— BEGIN Items —

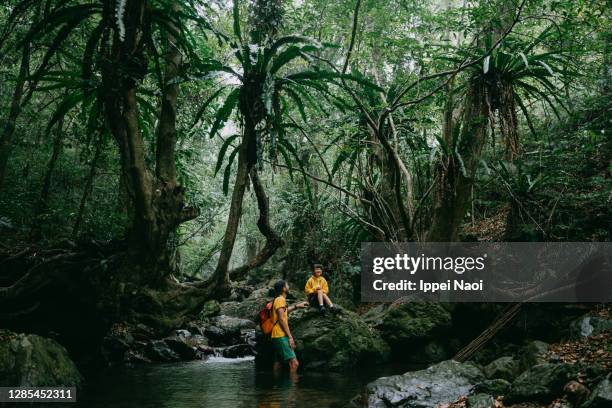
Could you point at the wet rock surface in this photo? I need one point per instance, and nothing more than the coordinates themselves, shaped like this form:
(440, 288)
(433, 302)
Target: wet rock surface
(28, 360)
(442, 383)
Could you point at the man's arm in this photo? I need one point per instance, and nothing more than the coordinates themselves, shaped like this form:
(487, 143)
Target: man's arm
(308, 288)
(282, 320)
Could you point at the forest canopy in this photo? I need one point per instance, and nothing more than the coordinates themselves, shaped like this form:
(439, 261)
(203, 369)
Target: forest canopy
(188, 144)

— END Items —
— BEGIN Items —

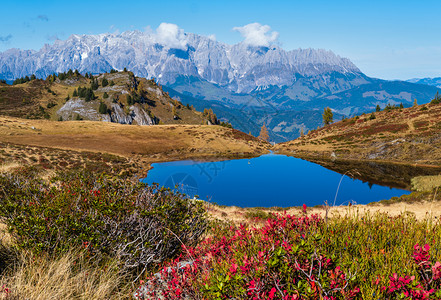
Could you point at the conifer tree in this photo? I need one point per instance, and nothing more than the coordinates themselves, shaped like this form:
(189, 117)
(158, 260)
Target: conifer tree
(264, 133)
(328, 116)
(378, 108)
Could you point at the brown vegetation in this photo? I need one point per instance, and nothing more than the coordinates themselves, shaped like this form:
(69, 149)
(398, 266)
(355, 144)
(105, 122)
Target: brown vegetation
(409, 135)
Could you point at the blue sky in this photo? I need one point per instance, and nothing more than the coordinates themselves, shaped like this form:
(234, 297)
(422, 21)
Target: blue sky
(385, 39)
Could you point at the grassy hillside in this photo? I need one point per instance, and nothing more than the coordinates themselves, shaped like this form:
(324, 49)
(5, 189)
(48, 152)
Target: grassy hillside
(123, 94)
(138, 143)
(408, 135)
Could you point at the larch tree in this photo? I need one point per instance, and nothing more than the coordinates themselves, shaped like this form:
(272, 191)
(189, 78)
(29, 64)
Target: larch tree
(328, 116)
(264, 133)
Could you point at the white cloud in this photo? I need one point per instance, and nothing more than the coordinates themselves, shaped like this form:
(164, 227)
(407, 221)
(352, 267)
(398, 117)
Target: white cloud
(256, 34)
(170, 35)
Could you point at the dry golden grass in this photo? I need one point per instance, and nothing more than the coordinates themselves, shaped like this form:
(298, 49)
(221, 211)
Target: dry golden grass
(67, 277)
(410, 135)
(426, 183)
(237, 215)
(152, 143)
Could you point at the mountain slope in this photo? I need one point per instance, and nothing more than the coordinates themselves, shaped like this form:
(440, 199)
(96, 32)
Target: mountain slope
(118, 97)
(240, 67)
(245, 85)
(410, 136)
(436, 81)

— END Items —

Pick out each line in the entries above that contains the string "surface" and copy those lines. Case matters.

● **Full answer**
Could you point at the wet rock surface in this photo? I need one point per instance, and nothing more than the coordinates themselves, shaped like this form:
Target: wet rock surface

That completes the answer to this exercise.